* [EXERCISE A] Pick out every line of the entries below that contains the string "cloud", treating uppercase and lowercase letters as distinct.

# start of PASSAGE PROVIDED

Monday, June 14, 2010

Technique 18: Check for Understanding

(Part of Chapter 3 Structuring and Delivering Your Lessons)

First, the author says this should be called "Check for Understanding and Do Something About it Right Away", but that is too long of a title :-).  

The first part of this technique is Gathering Data.  You need to gather data to see if what you are saying is being understood -- and you do this, obviously, by asking questions.  But, the interesting point here is: if you ask one question and the one student who answers it gets it right, it doesn't mean that all students have understood.  Or, if the one student gets it wrong, it doesn't mean all students have not understood.  So, you have to gather data better.

This can be done by asking more, similar, questions, or by asking certain students you know to be representative of different abilities.

By thinking of answers to questions as data, you will probably ask far fewer "yes-or-no" questions, as these have a higher possibility of false positive answers.

Another great way to gather accurate data is to use some kind of "polling technology" -- like the "clickers" we have available at Calvin (which I haven't used in the past).

The second part of this technique is to fix the problem when you discover that some portion of the class does not understand what has been taught.  This can be done by reteaching what was taught, teaching it in a new way, reteach just the steps in the lesson that were not understood, etc.

My response:

I ask far too many yes-or-no questions, and I don't treat the answer to a question as a single data point -- I've made the mistake of thinking one answer is representative of all the class. I need to spend more time coming up with sets of questions by which I can get better data on understanding from the class.

Tuesday, June 1, 2010

Technique 17: Ratio

(Part of Chapter 3: Structuring and Delivering Your Lessons)

Your "Ratio" is how much of the "work" your students do in the classroom: how much thinking, how much writing, how much analyzing, how much talking, etc.  If you do all the talking (i.e., you lecture), your ratio is 0.  The author does not consider this a good thing, it seems, as he says the champion teachers have high ratios -- i.e., they don't just lecture.

Methods for increasing your Ratio:
  1. Unbundle: break questions into smaller parts, and aim the various parts at multiple students.
  2. What's next?: ask students about the process of solving a problem, not just the ultimate answer.
  3. Repeated examples: ask students for multiple examples (of situations you are talking about).
  4. Rephrase: have one student rephrase another student's answer.
  5. Whys and Hows: have a student explain why or how an answer is correct or incorrect.  This takes the discussion to a deeper level and pushes understanding deeper.
  6. Batch process: allow students to respond to others' statements, without the teacher's intervention.  But, don't let this go too long, and don't let the focus wander.
  7. Discussion objectives: keep the questions/discussion focused on the learning objective of the day.  
The author notes that there is a difference between a ratio and a productive ratio.  "Releasing students to solve a problem that requires a skill they hadn't learned or mastered yet, in the hopes that they might infer that skill by trying, would result in students doing a lot of thinking but not a lot of productive thinking." (97)

My response:

I like this and I try to do this, in general.  I'm trying to get more and more away from the strict "lecture mode."  One of the methods the author suggests excites me especially: the Repeated Examples method.  I can see asking students in CS106 (intro programming) to give repeated examples of certain if-else clauses, or if without and else clause, or if-elif-else clauses.

# end of PASSAGE PROVIDED
# start of RECORDS FOR THIS EXERCISE

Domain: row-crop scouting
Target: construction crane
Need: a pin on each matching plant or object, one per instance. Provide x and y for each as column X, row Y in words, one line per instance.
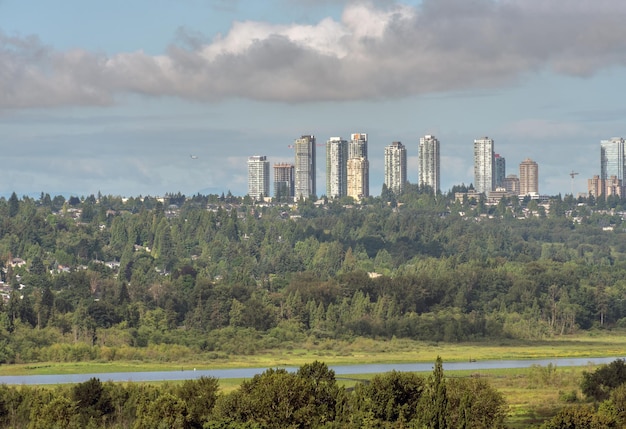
column 573, row 175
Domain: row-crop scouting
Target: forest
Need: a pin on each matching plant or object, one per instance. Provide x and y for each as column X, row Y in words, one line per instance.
column 195, row 278
column 108, row 278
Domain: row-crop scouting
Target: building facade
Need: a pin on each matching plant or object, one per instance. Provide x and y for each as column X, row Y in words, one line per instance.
column 499, row 170
column 358, row 146
column 428, row 159
column 529, row 177
column 612, row 161
column 358, row 178
column 336, row 167
column 483, row 165
column 258, row 177
column 511, row 184
column 283, row 182
column 395, row 167
column 304, row 168
column 358, row 167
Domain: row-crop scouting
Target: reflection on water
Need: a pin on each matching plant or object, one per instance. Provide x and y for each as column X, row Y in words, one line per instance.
column 339, row 370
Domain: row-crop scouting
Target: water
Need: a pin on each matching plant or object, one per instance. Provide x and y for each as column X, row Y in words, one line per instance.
column 139, row 376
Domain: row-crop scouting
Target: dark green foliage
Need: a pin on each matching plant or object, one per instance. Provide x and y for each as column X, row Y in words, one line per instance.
column 599, row 384
column 389, row 397
column 279, row 399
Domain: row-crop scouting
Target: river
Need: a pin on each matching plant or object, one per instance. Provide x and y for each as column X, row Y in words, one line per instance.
column 340, row 370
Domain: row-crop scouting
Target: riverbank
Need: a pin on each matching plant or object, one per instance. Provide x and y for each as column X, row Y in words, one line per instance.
column 358, row 351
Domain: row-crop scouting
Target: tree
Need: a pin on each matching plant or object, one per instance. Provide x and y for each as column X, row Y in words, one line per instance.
column 166, row 412
column 434, row 402
column 389, row 397
column 200, row 396
column 599, row 384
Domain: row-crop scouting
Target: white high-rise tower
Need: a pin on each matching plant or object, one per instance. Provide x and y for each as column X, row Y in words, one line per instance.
column 258, row 177
column 483, row 165
column 428, row 158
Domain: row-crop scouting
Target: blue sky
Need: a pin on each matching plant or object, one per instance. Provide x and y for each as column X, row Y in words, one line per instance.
column 114, row 97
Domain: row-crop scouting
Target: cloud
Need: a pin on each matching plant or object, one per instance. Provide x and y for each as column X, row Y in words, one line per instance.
column 372, row 52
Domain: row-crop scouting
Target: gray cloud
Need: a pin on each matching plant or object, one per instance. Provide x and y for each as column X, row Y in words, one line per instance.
column 372, row 52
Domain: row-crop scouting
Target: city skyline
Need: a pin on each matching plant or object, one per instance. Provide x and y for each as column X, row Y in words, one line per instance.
column 145, row 109
column 347, row 171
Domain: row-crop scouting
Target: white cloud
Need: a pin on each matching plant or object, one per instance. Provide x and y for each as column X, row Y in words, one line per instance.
column 371, row 52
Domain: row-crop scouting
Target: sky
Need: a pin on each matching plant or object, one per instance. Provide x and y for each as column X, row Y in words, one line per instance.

# end of RECORDS FOR THIS EXERCISE

* [EXERCISE B] Carry on the blog post on classroom teaching techniques above, beginning after its final sentence.

* [TASK RESPONSE A]
Target: cloud
Target: gray cloud
Target: white cloud

* [TASK RESPONSE B]
Tuesday, May 25, 2010

Technique 16: Break It Down

(Part of Chapter 3: Structuring and Delivering Your Lessons)

"Break It Down" is a strategy you use in response to an incorrect answer to a question.  The idea is to quickly analyze where you think the student went wrong in formulating her/his answer, and then ask questions or give information that fix that error, and then ask subsequent questions (or repeat the original question) to get back to the correct complete answer.

Lemov says,
You never know exactly how big the gap is between the student's level of knowledge and the knowledge necessary for mastery, but in most cases, you want to provide the smallest hint possible and still enable your student to get to the correct answer successfully. (p 89)
One difficulty is taking the time to break down the problem sufficiently, but not taking too much time so that the entire flow of the lesson is broken.

Some examples of "Break It Down" techniques follow.
  • Provide examples: provide an example of an answer to the question.  E.g., if the question is "what is a prime number?", say, "7 is one, so is 11, and 13".
  • Provide context: e.g., use an unknown word in a few sentences to see if a student can derive the meaning.
  • Provide a rule: if you've set up rules for determining the answer to the question, remind the student of the rule.
  • Provide the missing step.
  • Eliminate false choices.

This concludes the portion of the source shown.